Reproduce all of the following material word for word, leaving every line unchanged.

> [MATERIAL PROVIDED]
────────────────
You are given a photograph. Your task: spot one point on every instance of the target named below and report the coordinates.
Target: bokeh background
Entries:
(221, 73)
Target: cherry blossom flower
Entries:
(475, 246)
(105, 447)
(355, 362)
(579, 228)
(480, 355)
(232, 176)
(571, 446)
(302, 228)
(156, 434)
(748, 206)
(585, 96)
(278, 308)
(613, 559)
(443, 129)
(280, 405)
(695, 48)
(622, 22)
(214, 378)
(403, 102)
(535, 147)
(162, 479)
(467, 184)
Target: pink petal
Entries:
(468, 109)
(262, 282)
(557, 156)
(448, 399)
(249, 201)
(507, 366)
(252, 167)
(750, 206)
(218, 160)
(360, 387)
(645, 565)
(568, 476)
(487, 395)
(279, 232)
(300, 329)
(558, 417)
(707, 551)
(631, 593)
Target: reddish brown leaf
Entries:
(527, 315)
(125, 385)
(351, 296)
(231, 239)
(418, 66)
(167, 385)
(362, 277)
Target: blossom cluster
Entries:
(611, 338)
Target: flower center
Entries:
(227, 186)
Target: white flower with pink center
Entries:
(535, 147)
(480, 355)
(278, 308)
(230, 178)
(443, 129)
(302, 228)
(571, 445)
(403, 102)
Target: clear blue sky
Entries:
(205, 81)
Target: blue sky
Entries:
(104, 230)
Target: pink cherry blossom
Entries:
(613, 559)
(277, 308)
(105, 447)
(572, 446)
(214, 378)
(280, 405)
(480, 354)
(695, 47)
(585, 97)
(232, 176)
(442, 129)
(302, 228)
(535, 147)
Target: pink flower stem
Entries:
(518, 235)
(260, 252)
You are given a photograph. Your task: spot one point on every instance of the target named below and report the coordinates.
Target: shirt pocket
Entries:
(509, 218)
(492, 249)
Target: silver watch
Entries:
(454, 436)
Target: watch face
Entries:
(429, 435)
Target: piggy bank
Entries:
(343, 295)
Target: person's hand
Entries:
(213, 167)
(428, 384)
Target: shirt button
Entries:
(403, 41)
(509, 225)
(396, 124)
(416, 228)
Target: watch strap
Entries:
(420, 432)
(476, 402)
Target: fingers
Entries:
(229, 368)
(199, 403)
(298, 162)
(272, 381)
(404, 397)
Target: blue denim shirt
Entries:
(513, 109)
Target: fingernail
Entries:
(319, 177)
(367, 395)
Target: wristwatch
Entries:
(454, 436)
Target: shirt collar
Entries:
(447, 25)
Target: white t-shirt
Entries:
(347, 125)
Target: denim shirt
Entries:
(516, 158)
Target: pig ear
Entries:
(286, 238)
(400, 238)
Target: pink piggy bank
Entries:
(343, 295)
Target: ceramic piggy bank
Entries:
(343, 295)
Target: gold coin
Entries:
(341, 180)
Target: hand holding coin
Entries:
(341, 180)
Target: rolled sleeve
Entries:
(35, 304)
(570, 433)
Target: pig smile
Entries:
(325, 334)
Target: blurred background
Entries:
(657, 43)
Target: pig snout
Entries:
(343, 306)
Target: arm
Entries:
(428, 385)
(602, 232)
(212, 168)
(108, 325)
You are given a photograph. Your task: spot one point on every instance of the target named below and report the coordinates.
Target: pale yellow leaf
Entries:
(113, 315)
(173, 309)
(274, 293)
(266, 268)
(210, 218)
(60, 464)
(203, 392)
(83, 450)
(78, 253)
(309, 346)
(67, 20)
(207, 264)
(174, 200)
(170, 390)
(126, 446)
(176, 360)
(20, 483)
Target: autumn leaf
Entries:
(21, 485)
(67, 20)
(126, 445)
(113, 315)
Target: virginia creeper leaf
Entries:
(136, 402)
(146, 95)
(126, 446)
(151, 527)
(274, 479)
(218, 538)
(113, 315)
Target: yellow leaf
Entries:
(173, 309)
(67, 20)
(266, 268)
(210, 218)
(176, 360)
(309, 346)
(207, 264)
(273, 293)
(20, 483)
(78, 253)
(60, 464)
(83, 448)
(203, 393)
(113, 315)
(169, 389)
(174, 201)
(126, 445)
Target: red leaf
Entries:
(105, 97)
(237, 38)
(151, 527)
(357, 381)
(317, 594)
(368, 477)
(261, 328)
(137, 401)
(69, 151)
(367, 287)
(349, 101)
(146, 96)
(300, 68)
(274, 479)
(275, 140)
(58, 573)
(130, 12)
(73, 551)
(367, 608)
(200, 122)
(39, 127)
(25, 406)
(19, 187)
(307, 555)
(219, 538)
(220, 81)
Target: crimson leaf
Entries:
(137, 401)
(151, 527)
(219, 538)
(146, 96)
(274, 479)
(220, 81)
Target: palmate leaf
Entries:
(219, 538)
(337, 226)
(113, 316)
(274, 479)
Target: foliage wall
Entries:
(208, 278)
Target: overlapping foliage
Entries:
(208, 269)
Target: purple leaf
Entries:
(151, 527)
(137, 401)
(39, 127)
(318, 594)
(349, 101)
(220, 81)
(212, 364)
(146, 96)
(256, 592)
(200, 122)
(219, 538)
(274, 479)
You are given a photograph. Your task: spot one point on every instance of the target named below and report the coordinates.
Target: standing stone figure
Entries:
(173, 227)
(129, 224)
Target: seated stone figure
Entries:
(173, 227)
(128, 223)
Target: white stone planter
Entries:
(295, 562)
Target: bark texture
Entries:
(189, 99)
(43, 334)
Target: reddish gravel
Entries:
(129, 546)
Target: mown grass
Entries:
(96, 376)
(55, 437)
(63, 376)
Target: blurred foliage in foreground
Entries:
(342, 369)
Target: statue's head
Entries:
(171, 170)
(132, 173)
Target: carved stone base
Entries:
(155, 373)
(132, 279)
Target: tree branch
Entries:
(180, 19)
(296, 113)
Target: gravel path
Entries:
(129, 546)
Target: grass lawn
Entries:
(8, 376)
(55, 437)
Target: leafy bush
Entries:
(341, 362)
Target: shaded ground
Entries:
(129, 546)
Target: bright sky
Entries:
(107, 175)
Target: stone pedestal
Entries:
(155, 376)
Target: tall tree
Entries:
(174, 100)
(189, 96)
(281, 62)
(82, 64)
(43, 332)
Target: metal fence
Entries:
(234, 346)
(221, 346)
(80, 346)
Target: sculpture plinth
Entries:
────────────────
> [SOLUTION FOR THIS PROBLEM]
You are given a photograph. Your task: spot one point on every instance of the target named below and report the coordinates.
Target: bokeh background
Entries:
(221, 73)
Target: cherry blossom flower
Entries:
(475, 246)
(105, 447)
(355, 362)
(579, 228)
(480, 355)
(232, 176)
(571, 446)
(302, 228)
(156, 434)
(748, 206)
(585, 96)
(278, 308)
(613, 559)
(443, 129)
(280, 405)
(695, 48)
(622, 22)
(214, 378)
(403, 102)
(535, 147)
(162, 479)
(467, 184)
Target: pink petal
Entries:
(468, 109)
(262, 282)
(557, 156)
(448, 399)
(249, 201)
(507, 366)
(252, 167)
(750, 206)
(218, 160)
(360, 387)
(645, 565)
(568, 476)
(487, 395)
(279, 232)
(300, 329)
(558, 417)
(707, 551)
(631, 593)
Target: reddish brown leaf
Entries:
(527, 315)
(125, 385)
(351, 296)
(231, 239)
(418, 66)
(167, 385)
(362, 277)
Target: blossom cluster
Entries:
(611, 338)
Target: flower center
Entries:
(227, 186)
Target: white flower with pink center
Entries:
(535, 147)
(480, 355)
(278, 308)
(230, 178)
(443, 129)
(302, 228)
(571, 445)
(403, 102)
Target: clear blue sky
Entries:
(205, 81)
Target: blue sky
Entries:
(104, 230)
Target: pink cherry blossom
Entries:
(613, 559)
(277, 308)
(105, 447)
(572, 446)
(214, 378)
(280, 405)
(480, 354)
(695, 47)
(585, 97)
(232, 176)
(442, 129)
(302, 228)
(535, 147)
Target: pink flower stem
Entries:
(518, 235)
(260, 252)
You are given a photograph. Your task: spot one point on every instance of the target named below and report the coordinates.
Target: shirt pocket
Entries:
(509, 218)
(492, 249)
Target: silver watch
Entries:
(454, 436)
Target: watch face
Entries:
(429, 435)
Target: piggy bank
Entries:
(343, 295)
Target: person's hand
Entries:
(213, 167)
(428, 384)
Target: shirt button
Entries:
(403, 41)
(509, 225)
(396, 124)
(416, 228)
Target: watch strap
Entries:
(420, 432)
(476, 402)
Target: fingers
Entries:
(229, 368)
(199, 403)
(298, 162)
(272, 381)
(404, 397)
Target: blue denim shirt
Entries:
(513, 109)
Target: fingernail
Entries:
(319, 177)
(367, 395)
Target: wristwatch
Entries:
(454, 436)
Target: shirt collar
Entries:
(447, 25)
Target: white t-shirt
Entries:
(347, 125)
Target: denim shirt
Entries:
(516, 158)
Target: pig ear
Entries:
(286, 238)
(400, 238)
Target: pink piggy bank
Entries:
(343, 295)
Target: ceramic piggy bank
Entries:
(343, 295)
Target: gold coin
Entries:
(341, 180)
Target: hand holding coin
Entries:
(341, 180)
Target: rolled sleeve
Entries:
(35, 304)
(570, 433)
Target: pig smile
Entries:
(325, 334)
Target: blurred background
Entries:
(657, 43)
Target: pig snout
Entries:
(343, 306)
Target: arm
Entries:
(428, 385)
(602, 232)
(212, 168)
(108, 325)
You are given a photograph. Your task: spot one point on every instance of the target named below and report the coordinates.
Target: pale yellow leaf
Entries:
(113, 315)
(173, 309)
(274, 293)
(266, 268)
(210, 218)
(60, 464)
(203, 392)
(83, 450)
(78, 253)
(309, 346)
(67, 20)
(207, 264)
(174, 200)
(170, 390)
(126, 446)
(176, 360)
(20, 483)
Target: autumn leaf
Entries:
(21, 485)
(67, 20)
(126, 445)
(113, 315)
Target: virginia creeper leaf
Entries:
(136, 402)
(146, 95)
(126, 446)
(151, 527)
(274, 479)
(218, 538)
(113, 315)
Target: yellow leaf
Entries:
(173, 309)
(67, 20)
(266, 268)
(210, 218)
(176, 360)
(309, 346)
(207, 264)
(273, 293)
(20, 483)
(78, 253)
(60, 464)
(83, 448)
(203, 393)
(113, 315)
(169, 389)
(174, 201)
(126, 445)
Target: red leaf
Entries:
(105, 97)
(237, 38)
(151, 527)
(357, 381)
(317, 594)
(368, 477)
(261, 328)
(137, 401)
(69, 151)
(367, 287)
(349, 101)
(146, 96)
(300, 68)
(274, 479)
(275, 140)
(58, 573)
(130, 12)
(73, 551)
(367, 608)
(200, 122)
(39, 127)
(25, 406)
(19, 187)
(307, 555)
(219, 538)
(220, 81)
Target: crimson leaf
Entries:
(137, 401)
(151, 527)
(219, 538)
(146, 96)
(274, 479)
(220, 81)
Target: palmate leaf
Entries:
(219, 538)
(337, 226)
(113, 316)
(274, 479)
Target: foliage wall
Entries:
(208, 278)
Target: overlapping foliage
Entries:
(208, 269)
Target: purple leaf
Entries:
(151, 527)
(137, 401)
(39, 127)
(318, 594)
(349, 101)
(220, 81)
(212, 364)
(146, 96)
(256, 592)
(200, 122)
(219, 538)
(274, 479)
You are given a photograph. Your task: spot one point on every instance of the target named below and report the coordinates.
Target: standing stone figure
Entries:
(173, 227)
(129, 224)
Target: seated stone figure
Entries:
(173, 227)
(128, 223)
Target: white stone planter
Entries:
(295, 562)
Target: bark texture
Entries:
(189, 99)
(43, 334)
Target: reddish gravel
Entries:
(129, 546)
Target: mown grass
Entries:
(96, 376)
(55, 437)
(63, 376)
Target: blurred foliage in foreground
Entries:
(342, 369)
Target: statue's head
Entries:
(171, 170)
(132, 173)
Target: carved stone base
Entries:
(155, 373)
(132, 279)
Target: tree branch
Entries:
(180, 19)
(296, 113)
Target: gravel path
Entries:
(129, 546)
Target: grass lawn
Entries:
(8, 376)
(55, 437)
Target: leafy bush
Entries:
(341, 362)
Target: shaded ground
Entries:
(129, 546)
Target: bright sky
Entries:
(107, 175)
Target: stone pedestal
Entries:
(155, 376)
Target: tall tree
Entries:
(174, 100)
(189, 96)
(281, 62)
(82, 64)
(43, 332)
Target: metal fence
Entries:
(234, 346)
(221, 346)
(80, 346)
Target: sculpture plinth
Entries:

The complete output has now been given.